## Document segment
※

Guest Post by Judy Cohen Outreach Coordinator for the American Recall Center
Did you know 1 in 6 people worldwide will have a stroke in their lifetime? Knowing how to read and react to a stroke can determine a victim’s outcome. Just remember the acronym F.A.S.T. And be careful of Xarelto, a medication used to prevent stroke and blood clots. The medicine has recently shown to cause internal bleeding, read more about it here.
Dangerous device used in procedures like hysterectomy and myomectomy
*Note from Stephanie Thomas at Book Blurbs: As a woman and someone who knows several people who have had or may have hysterectomies, many close family members, I think it’s important to be informed about the dangers of this instrument used in minimally invasive surgeries. I actually read a news article not too long ago about this and at the time personally knew someone who was having a procedure done using this exact device. It scared me to think something worse could happen. I made sure to inform her right away and thankfully she chose a different option. So you never know when you might need to know something like this. It could save the life of your loved one.
Power Morcellation: What You Should Know
In April 2014 the Food and Drug Administration (FDA) issued a safety warning about a device called a power morcellator. A power morcellator is used during minimally invasive surgery on the uterus. The FDA’s warning is about the potential of the power morcellator to spread cancer beyond the uterus.
Risk of Spreading Cancer
An analysis of current data has revealed that about one out of every 350 women undergoing treatment for uterine fibroids has an undiagnosed and unsuspected type of cancer called a uterine sarcoma. If a power morcellator is used on these women, the cancer can be spread throughout the abdomen. Uterine sarcoma is usually curable if it is contained within the uterus. If spread throughout the abdomen, it may become life-threatening.
The FDA’s warning is intended to discourage the use of power morcellators during uterine surgery. If a health professional decides that a power morcellator is the best way to treat the patient, the FDA urges that the health professional discuss the possibility of spreading cancer with the patient, and that the health professional consider using a “bag” during morcellation in an attempt to contain all of the tissue. Johnson & Johnson, one of the largest manufacturers of power morcellators, responded to the FDA’s warning by asking customers to discontinue use of the devices and to return them to the company.

※

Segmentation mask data
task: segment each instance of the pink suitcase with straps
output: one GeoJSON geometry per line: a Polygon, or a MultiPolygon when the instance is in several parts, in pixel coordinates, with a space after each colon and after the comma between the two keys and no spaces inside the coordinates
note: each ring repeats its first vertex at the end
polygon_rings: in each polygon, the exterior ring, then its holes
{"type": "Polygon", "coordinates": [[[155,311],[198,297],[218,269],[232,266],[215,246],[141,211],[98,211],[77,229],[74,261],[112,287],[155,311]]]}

※

## Problems and tasks
1. Reproduce the power morcellator article word for word, everything from "Dangerous device used" down to "your loved one.".
2. Carry on the power morcellator article from the point where it stops.

## Responses by task
1.
Dangerous device used in procedures like hysterectomy and myomectomy
*Note from Stephanie Thomas at Book Blurbs: As a woman and someone who knows several people who have had or may have hysterectomies, many close family members, I think it’s important to be informed about the dangers of this instrument used in minimally invasive surgeries. I actually read a news article not too long ago about this and at the time personally knew someone who was having a procedure done using this exact device. It scared me to think something worse could happen. I made sure to inform her right away and thankfully she chose a different option. So you never know when you might need to know something like this. It could save the life of your loved one.

2.
A power morcellator is a tube-shaped device with rotating blades. It is used during laparoscopic surgeries. A laparoscopic surgery is a minimally invasive type of surgery. Instead of making a large incision and opening up the patient, multiple small incisions are made. The power morcellator is inserted through these tiny incisions. The power morcellator is used to cut up tissue into tiny pieces so it can be removed through a tube inserted through one of the tiny incisions. Laparoscopic surgery is less painful and easier to recover from than open surgery, and leaves barely visible scars.
When used in uterine surgery, power morcellators are often used to assist in laparoscopic removal of uterine fibroids, a surgical procedure referred to as a myomectomy. Power morcellators may also be used to assist in laparoscopic removal of the entire uterus, a surgical procedure referred to as a hysterectomy.
Already had a procedure?
For women who have already undergone a procedure with a power morcellator, it is important to follow up with your doctor. After a hysterectomy or myomectomy, as a routine precaution the removed tissues are almost always examined for any signs of cancer. If these tests detected only normal tissues, most likely you will be fine. However, immediately report any abnormal signs or symptoms to your doctor.
Considering a procedure?
Women considering a hysterectomy or a myomectomy should discuss their treatment options with the doctor. There are a number of different treatment options for uterine fibroids that do not use power morcellation. The risks and benefits of each treatment option should be discussed with the doctor before a final decision about the treatment approach is made.